Point annotation dataset records:
________

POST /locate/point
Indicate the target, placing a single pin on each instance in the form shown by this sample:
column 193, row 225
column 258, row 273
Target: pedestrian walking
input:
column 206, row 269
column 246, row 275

________

* [Exercise requirements]:
Reproduce the data above line for line, without any alteration.

* [Right answer]:
POST /locate/point
Indicate the target, placing a single pin on each instance in the form shown by this sample:
column 193, row 225
column 258, row 273
Target: pedestrian walking
input:
column 206, row 269
column 246, row 275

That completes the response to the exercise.